**Objective**
Output the line that contains "Spot every instance of the smiling face" and every line after it to the end of the entries, with nothing added or left out.

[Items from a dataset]
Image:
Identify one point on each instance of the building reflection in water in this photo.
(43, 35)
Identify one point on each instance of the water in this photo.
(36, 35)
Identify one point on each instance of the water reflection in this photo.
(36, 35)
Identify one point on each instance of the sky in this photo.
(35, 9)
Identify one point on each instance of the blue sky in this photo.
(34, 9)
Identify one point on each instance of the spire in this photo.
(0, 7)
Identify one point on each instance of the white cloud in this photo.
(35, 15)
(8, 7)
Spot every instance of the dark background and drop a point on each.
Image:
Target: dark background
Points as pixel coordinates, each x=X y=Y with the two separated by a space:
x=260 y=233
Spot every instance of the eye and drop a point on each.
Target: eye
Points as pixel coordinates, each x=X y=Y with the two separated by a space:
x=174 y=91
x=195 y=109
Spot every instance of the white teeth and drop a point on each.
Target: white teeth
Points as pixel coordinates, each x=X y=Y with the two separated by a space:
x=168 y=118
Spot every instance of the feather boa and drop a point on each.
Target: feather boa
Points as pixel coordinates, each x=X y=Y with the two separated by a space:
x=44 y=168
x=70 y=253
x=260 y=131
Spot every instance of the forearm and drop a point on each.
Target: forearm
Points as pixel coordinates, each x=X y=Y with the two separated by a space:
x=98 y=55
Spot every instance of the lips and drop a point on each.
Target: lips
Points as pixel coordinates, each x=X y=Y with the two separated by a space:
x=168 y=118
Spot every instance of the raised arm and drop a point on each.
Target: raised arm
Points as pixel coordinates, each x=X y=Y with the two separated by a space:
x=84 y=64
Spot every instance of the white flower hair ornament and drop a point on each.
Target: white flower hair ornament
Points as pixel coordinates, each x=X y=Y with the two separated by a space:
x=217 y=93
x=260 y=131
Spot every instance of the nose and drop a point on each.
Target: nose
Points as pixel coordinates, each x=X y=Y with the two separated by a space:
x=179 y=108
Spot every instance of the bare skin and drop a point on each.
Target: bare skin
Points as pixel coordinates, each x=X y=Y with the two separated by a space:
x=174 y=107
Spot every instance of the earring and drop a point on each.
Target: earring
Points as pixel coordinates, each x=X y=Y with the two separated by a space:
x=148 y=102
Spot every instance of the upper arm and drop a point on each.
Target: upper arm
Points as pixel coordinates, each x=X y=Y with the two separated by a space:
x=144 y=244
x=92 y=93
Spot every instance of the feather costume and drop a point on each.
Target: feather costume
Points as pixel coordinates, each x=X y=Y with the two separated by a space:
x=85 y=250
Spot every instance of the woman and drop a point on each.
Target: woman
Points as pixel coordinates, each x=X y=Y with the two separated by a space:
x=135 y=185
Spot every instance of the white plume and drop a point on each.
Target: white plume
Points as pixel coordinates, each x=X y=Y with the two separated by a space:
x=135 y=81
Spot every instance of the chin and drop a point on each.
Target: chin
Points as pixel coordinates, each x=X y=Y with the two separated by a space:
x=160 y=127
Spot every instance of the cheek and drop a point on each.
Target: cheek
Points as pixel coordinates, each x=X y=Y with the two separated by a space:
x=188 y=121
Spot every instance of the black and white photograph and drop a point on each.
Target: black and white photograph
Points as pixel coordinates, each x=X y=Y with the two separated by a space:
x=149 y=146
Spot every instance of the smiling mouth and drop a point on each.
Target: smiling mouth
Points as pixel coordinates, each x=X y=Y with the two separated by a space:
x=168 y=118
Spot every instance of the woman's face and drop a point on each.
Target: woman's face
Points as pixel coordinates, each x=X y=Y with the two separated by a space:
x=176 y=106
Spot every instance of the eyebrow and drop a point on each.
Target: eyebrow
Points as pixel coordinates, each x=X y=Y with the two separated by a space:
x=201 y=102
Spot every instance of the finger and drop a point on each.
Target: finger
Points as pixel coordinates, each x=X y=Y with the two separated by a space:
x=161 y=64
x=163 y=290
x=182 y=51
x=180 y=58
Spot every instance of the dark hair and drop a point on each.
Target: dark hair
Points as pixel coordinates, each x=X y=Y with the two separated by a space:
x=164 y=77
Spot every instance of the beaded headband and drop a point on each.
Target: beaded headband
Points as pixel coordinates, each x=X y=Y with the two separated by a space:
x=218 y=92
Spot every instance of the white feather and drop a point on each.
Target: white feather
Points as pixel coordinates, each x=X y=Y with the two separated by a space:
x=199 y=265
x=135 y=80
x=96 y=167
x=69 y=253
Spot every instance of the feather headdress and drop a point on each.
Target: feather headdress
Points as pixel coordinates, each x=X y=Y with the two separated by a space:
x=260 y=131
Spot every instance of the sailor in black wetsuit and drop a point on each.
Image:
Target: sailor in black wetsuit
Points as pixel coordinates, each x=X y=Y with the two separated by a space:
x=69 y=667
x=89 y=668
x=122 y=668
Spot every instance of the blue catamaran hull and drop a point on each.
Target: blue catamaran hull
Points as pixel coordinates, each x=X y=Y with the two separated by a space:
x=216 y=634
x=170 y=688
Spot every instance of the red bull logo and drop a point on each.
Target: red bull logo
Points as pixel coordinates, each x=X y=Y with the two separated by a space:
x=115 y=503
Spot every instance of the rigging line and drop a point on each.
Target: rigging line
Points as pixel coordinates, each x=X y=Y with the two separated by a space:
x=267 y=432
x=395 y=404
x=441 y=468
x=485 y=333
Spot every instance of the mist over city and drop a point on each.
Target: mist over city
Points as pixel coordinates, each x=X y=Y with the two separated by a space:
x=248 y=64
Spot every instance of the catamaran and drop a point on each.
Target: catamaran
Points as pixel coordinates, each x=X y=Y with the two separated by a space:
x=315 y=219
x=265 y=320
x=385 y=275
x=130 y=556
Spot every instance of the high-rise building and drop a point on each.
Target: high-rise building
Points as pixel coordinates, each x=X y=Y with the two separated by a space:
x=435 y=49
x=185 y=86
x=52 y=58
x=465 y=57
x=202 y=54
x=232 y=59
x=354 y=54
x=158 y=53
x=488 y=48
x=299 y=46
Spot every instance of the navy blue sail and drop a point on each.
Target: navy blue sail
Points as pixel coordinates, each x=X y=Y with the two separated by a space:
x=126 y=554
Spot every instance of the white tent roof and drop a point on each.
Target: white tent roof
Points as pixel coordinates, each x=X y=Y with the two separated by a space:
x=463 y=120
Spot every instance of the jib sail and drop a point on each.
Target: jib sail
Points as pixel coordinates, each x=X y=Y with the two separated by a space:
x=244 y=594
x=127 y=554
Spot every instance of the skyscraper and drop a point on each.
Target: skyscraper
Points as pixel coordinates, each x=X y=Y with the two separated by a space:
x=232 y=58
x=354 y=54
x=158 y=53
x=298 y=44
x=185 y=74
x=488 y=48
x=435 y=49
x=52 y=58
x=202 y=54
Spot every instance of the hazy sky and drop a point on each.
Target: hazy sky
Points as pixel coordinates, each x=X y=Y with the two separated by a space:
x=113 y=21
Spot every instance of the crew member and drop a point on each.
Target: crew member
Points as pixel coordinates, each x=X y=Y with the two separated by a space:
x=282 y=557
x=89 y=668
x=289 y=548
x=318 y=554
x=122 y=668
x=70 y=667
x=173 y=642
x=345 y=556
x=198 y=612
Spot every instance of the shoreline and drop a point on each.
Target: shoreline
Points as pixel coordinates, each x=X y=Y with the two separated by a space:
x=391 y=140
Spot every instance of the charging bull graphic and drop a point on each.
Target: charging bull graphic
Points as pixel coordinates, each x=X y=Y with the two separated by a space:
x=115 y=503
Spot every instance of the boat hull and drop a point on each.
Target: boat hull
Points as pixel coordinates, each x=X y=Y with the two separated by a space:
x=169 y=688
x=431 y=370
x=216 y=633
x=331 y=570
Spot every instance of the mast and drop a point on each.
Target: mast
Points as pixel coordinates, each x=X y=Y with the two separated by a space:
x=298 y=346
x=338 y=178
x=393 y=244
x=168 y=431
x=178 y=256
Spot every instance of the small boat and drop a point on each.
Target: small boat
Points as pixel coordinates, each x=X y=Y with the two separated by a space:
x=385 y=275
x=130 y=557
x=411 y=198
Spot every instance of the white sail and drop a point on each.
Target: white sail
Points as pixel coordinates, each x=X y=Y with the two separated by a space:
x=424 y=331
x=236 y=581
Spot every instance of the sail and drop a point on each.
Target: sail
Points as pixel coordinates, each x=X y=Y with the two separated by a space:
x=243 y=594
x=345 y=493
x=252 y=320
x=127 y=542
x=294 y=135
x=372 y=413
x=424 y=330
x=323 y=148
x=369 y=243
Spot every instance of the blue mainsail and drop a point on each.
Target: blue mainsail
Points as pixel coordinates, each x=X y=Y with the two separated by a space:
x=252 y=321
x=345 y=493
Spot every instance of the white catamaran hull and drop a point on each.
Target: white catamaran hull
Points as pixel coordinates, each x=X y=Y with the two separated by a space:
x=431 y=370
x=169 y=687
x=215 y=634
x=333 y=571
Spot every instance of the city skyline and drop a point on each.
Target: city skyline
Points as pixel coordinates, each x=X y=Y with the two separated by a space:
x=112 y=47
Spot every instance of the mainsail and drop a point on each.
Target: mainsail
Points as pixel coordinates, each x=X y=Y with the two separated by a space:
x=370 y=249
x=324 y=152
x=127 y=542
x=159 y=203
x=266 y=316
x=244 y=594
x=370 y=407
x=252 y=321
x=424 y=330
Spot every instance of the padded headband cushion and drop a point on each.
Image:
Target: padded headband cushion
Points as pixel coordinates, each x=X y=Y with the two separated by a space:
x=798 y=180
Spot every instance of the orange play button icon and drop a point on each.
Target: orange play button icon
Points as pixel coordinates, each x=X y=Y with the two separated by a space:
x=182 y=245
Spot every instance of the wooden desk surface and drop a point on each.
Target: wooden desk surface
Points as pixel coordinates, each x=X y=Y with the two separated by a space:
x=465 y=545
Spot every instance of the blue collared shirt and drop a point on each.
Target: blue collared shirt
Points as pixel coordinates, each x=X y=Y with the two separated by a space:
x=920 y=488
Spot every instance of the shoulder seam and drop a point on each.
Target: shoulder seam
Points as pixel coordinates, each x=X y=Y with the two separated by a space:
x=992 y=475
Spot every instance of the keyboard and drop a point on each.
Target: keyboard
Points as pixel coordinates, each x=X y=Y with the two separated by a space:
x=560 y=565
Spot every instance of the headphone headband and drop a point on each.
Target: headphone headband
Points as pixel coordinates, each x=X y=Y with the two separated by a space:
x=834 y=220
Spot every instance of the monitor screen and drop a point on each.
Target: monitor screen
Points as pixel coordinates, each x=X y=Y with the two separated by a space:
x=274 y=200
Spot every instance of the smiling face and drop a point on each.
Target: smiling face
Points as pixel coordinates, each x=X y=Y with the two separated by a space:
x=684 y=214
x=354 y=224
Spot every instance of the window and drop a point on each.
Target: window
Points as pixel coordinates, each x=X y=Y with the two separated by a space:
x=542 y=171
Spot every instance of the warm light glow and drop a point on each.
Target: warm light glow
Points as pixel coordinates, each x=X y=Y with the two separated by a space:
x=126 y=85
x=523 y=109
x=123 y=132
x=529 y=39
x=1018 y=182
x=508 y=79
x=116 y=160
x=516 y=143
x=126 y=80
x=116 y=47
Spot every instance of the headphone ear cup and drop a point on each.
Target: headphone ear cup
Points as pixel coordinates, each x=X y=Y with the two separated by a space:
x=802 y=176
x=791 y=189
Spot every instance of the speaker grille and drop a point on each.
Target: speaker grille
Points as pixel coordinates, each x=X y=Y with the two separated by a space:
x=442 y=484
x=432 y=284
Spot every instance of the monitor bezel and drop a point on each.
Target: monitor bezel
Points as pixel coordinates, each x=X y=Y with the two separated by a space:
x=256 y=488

**Solution to this problem**
Spot every instance of the smiling face and drop a point on each.
Target: smiling face
Points as pixel coordinates, each x=X y=Y with the two separated by a space:
x=684 y=214
x=354 y=224
Spot every instance of the window and drop a point on each.
Target: window
Points as pixel coordinates, each x=X y=Y with the two separated by a space:
x=542 y=171
Spot every instance of the warm light glow and drop a point on each.
Target: warm light glow
Points as pixel coordinates, each x=X y=Y with the two separated by a space:
x=126 y=85
x=523 y=109
x=123 y=132
x=529 y=39
x=1018 y=182
x=508 y=79
x=116 y=160
x=516 y=143
x=126 y=80
x=116 y=47
Spot every instance of the headphone ear cup and drop a point on each.
Target: headphone ear cup
Points as pixel coordinates, each x=X y=Y with the two separated by a space:
x=802 y=176
x=791 y=189
Spot every instance of the speaker grille and drop a point on each.
Target: speaker grille
Points as pixel coordinates, each x=X y=Y with the two separated by a space:
x=442 y=484
x=432 y=284
Spot every instance of the monitor bezel and drop a point on each.
Target: monitor bezel
Points as pixel coordinates, each x=X y=Y with the two separated by a space:
x=256 y=488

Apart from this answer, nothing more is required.